Fuggita da Gerusalemme con il fratello di Gesù, Giacomo, i due si imbarcarono, forse anche con Giuseppe di Arimatea, e il loro viaggio li portò a Saintes-Maries-de-la-Mer (il toponimo ovviamente è successivo), presso Marsiglia, dove ancora adesso Maria Maddalena è la patrona nonché la Santa più venerata, avendole dedicato i marsigliesi anche la loro cattedrale. Mentre Giacomo proseguiva per la Spagna, Maria diede alla luce una bimba di nome Sara, venerata anch’essa in quelle zone, soprattutto dalle popolazioni gitane. Maria si stabilì in romitaggio in una grotta nei pressi di Saint-Maximin-la-Sainte-Baume, dove passò il resto della sua vita in preghiera e meditazione, evangelizzando la popolazione locale.
Il sepolcro è autentico, così come le ossa colà conservate hanno sopportato senza smentite la datazione al radiocarbonio. Ad oggi sono visibili in una teca d’oro un braccio, il cranio e un lembo di carne o tessuto osseo aderente all’osso frontale della santa sulla quale Gesù avrebbe posto le dita nel giorno della risurrezione pronunciando la frase: «Noli me tangere».
Le sue spoglie furono traslate al tempo della rivoluzione per paura che venissero distrutte e in seguito ricollocate al loro posto, ma già nel 1781 Luigi XVI fece estrarre dai resti mortali le reliquie che vennero traslate nella chiesa della Madeleine a Parigi.
Tornando al dipinto in esame, non possono sfuggire all’osservatore più attento alcuni particolari rappresentati dall’Allori con una cura esasperata del particolare: due uccellini, un fungo (probabilmente un boleto), i nastri tra i capelli, una ciotola piena d’acqua e un recipiente per il balsamo: quel balsamo che ella usava per ungere il corpo del suo uomo e che ora giace chiuso e inutile ai suoi piedi. Piccole cose che rimandano alla vita semplice che la donna vivrà da quel momento. Come chiosa Frida Ruotha nel suo trattato sul museo Stibbert: “Tutto nell’opera di Allori trasmette tristezza, rammarico e rassegnazione, ma non dolore. Lo sguardo è sereno, le mani poggiate sul grembo reggono quel libro che forse contiene preghiere, forse la sua stessa storia passata che con un velo di rimpianto la donna ricorderà per tutti i suoi giorni a venire. E grande fu la lungimiranza di Federico Stibbert che volle questo quadro nella sua collezione” (prof. Fryda Ruotha del Carretto, “Io a Stibbert gli farei un monumento”, Firenze Rifredi, 2004).

------------------------------------

Esercizi proposti
1. Estrai dal testo su Maria Maddalena il passo che inizia con "Il sepolcro è" e termina con "Madeleine a Parigi.".
2. Secondo il testo su Maria Maddalena, perché le spoglie della santa furono traslate al tempo della rivoluzione?
3. Prosegui il testo su Maria Maddalena dal punto in cui si interrompe.
L'elenco non ha alcun legame con il testo su Maria Maddalena.

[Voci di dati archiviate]

------------------------------------

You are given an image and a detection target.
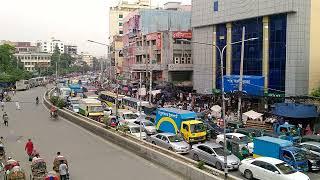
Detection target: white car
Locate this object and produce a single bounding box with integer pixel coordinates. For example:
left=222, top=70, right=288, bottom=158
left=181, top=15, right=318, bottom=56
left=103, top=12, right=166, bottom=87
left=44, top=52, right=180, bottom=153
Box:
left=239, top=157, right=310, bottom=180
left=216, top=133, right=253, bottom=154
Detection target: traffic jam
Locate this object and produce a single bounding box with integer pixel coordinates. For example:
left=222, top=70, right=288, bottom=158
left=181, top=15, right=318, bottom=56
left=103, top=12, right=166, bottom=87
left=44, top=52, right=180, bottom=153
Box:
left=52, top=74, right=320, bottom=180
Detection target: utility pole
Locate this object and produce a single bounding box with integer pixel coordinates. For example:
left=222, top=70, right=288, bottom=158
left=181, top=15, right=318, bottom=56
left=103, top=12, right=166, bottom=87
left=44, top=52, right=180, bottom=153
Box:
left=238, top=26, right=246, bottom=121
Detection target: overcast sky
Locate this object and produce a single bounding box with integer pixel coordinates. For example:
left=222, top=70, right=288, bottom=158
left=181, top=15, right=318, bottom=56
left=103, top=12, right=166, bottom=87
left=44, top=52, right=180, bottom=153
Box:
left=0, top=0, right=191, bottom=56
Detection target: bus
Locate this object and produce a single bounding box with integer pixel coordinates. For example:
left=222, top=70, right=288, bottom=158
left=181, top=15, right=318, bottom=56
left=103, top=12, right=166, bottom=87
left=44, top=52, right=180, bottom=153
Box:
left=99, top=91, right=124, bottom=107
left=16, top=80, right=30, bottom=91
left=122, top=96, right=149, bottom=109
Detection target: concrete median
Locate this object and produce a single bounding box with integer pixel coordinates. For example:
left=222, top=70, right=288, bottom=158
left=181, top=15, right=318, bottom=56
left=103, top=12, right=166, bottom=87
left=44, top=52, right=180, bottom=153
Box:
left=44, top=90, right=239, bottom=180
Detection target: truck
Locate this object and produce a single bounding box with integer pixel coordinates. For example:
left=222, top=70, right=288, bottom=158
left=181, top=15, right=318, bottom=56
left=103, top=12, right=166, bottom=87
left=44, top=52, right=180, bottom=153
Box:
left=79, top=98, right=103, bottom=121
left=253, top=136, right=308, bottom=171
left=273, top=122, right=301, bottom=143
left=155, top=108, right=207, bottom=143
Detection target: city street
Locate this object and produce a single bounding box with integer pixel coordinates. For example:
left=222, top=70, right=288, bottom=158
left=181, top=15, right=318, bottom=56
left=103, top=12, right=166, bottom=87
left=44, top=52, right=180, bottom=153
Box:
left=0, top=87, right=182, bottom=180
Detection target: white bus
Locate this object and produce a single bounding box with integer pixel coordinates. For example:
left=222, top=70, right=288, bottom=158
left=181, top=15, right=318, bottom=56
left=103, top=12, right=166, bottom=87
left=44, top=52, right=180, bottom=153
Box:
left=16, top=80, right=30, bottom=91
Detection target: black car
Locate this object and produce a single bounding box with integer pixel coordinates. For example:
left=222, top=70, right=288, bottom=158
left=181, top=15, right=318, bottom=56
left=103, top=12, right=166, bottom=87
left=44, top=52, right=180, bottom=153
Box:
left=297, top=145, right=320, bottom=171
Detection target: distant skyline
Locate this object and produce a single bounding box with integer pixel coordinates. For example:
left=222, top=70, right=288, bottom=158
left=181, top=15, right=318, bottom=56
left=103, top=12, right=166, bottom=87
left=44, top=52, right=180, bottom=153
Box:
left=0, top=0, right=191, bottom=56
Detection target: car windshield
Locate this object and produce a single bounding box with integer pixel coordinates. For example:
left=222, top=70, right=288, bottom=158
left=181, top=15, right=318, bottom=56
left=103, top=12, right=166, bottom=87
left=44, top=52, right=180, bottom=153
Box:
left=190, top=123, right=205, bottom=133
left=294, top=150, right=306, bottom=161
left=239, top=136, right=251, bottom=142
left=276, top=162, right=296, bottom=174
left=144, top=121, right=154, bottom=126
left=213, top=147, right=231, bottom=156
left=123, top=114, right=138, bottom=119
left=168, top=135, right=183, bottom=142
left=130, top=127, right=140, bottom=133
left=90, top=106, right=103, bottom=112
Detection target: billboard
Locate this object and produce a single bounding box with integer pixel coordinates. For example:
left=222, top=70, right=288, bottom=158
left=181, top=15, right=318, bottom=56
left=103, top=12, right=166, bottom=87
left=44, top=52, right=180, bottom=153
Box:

------------------------------------

Risultati per esercizio
1.
Il sepolcro è autentico, così come le ossa colà conservate hanno sopportato senza smentite la datazione al radiocarbonio. Ad oggi sono visibili in una teca d’oro un braccio, il cranio e un lembo di carne o tessuto osseo aderente all’osso frontale della santa sulla quale Gesù avrebbe posto le dita nel giorno della risurrezione pronunciando la frase: «Noli me tangere».
Le sue spoglie furono traslate al tempo della rivoluzione per paura che venissero distrutte e in seguito ricollocate al loro posto, ma già nel 1781 Luigi XVI fece estrarre dai resti mortali le reliquie che vennero traslate nella chiesa della Madeleine a Parigi.

2. Le spoglie furono traslate per paura che venissero distrutte. In seguito furono ricollocate al loro posto.

3.
La scena riporta la memoria di chi fu presente ai fatti al giorno in cui l’allora fidanzatina del mi’ cognato Oreste, Eunice Pigliaquelli, oggi felicemente maritata Ganassi, si trovò seduta nel parco di Torre del Lago ad attendere il fidanzato, il quale si era completamente scordato dell’appuntamento, preso com’era dal torneo di briscola chiamata del dopolavoro di Altopascio. Tra un fiasco di chianti e un rosario delle più sordide bestemmie, il tempo era volato e il laido figuro si accorse di ciò che aveva combinato quando ormai a notte fonda era tornato a casa dalla madre che lo aveva giustamente gonfiato di legnate.
La poveretta, invece, restata per ore in un’attesa quanto mai vana, alla fine rivolse gli occhi umidi al crocifisso che campeggiava nei giardini e qualcuno le sentì pronunciare la seguente preghiera: “Ti prego mio buon Gesù, non farmi mai più incontrare l’Oreste ché altrimenti gli tronco un matterello sulle rotule!”.